▸ ÉNONCÉ 1
Répondez à ces questions sur le passage consacré à la gauche québécoise et à la question nationale :
(a) Quels partis le passage désigne-t-il comme les « ancêtres » de la gauche ?
(b) De quels milieux la nouvelle gauche des années 1960-1970 est-elle issue ?
(c) Comment les groupes « marxistes-léninistes » percevaient-ils l'indépendance ?
▸ ÉNONCÉ 2
Rédigez la suite du passage sur la gauche québécoise et la question nationale, à partir de sa dernière phrase.

▸ EXTRAIT DU DOCUMENT

Bref retour en arrière
Cela ne date pas d’hier que la gauche discute de la question nationale. En gros, nos « ancêtres » (du NPD et du Parti communiste notamment) avaient échoué à définir une politique tenant compte des aspirations du peuple québécois à l’autodétermination. Leur argument prétendait que la question nationale divisait les travailleurs, que le nationalisme québécois était intrinsèquement de droite et que le socialisme allait triompher pour effacer les oppressions à caractère national. Cela a été un lamentable échec à tous les niveaux, y compris dans la consolidation d’une tendance de gauche, pendant de longues décennies.
Dans les années 1960-1970, une nouvelle gauche québécoise a émergé des milieux étudiants et syndicaux pour mettre de l’avant l’option « socialisme et indépendance », définissant la lutte contre l’oppression nationale comme une composante organique de la lutte pour le socialisme [1]. Ce courant s’est rapidement confronté au projet du PQ de promouvoir une souveraineté « tranquille », confortablement installée dans le dispositif capitaliste et impérialiste de l’Amérique du Nord. Dans les années 1980, tout a été remis en question. Des indépendantistes de gauche, notamment dans les syndicats, se sont rangés derrière la bannière du PQ en se considérant un peu comme son « aile gauche ». De l’autre côté, les groupes dits « marxistes-léninistes » sont revenus avec les théories « classistes » : l’indépendance était perçue comme un complot de la bourgeoisie québécoise. Même si le Parti communiste ouvrier et En Lutte se sont engagés à défendre le droit à l’autodétermination pour le Québec, la stratégie était de construire une organisation socialiste canadienne et, là aussi, cela a été un échec.

▸ DONNÉES FOURNIES
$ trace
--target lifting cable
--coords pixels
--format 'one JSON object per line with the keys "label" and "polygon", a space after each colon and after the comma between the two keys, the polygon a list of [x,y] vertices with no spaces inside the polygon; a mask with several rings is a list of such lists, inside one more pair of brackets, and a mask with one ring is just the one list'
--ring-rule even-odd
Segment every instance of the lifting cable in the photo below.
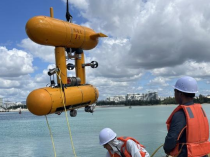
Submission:
{"label": "lifting cable", "polygon": [[49,129],[49,132],[50,132],[50,137],[51,137],[51,141],[52,141],[52,145],[53,145],[54,156],[56,157],[55,144],[54,144],[54,141],[53,141],[52,132],[51,132],[50,125],[48,123],[48,119],[47,119],[46,115],[45,115],[45,118],[46,118],[47,126],[48,126],[48,129]]}
{"label": "lifting cable", "polygon": [[[59,78],[59,80],[60,80],[60,89],[61,89],[61,92],[63,91],[63,94],[65,95],[64,89],[62,90],[63,84],[62,84],[62,82],[61,82],[61,77],[60,77],[61,70],[59,70],[59,71],[60,71],[60,73],[58,74],[58,73],[56,72],[56,74],[57,74],[57,76],[58,76],[58,78]],[[77,157],[77,156],[76,156],[76,152],[75,152],[75,148],[74,148],[74,143],[73,143],[72,134],[71,134],[71,128],[70,128],[69,119],[68,119],[68,116],[67,116],[66,105],[65,105],[65,102],[64,102],[63,94],[61,93],[61,95],[62,95],[62,100],[63,100],[63,107],[64,107],[65,115],[66,115],[66,122],[67,122],[68,129],[69,129],[69,136],[70,136],[71,146],[72,146],[72,150],[73,150],[74,156]]]}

▸ RÉSULTAT 1
(a) Le NPD et le Parti communiste.
(b) Des milieux étudiants et syndicaux.
(c) Comme un complot de la bourgeoisie québécoise.

▸ RÉSULTAT 2
Dans les années 1990, le deuxième référendum convoqué par le PQ s’est fait avec une assez forte participation des syndicats, des groupes populaires et des féministes. La souveraineté, même mitigée telle que promue par le PQ, était vue comme une brèche dans le dispositif du pouvoir. La défaite de 1995, la pitoyable déclaration de Jacques Parizeau blâmant les « ethniques » et l’intronisation de Lucien Bouchard, ont mis à terre beaucoup de monde. En parallèle, des mouvements de gauche, dont le Rassemblement pour une alternative politique, le Parti de la démocratie et du socialisme et le Parti communiste ont tenté de redéfinir le projet d’indépendance et socialisme. Ce processus a finalement abouti à la création en 2006 de Québec solidaire, clairement aligné vers la justice sociale, l’écologie, les droits des femmes et la souveraineté. Aujourd’hui, on est là, mais les débats qui ont traversé ces différents « âges » de la gauche québécoise, malgré les milliers d’heures et de pages consacrées à la « grande question », ne sont pas terminés.
L’indépendance en 2018 ?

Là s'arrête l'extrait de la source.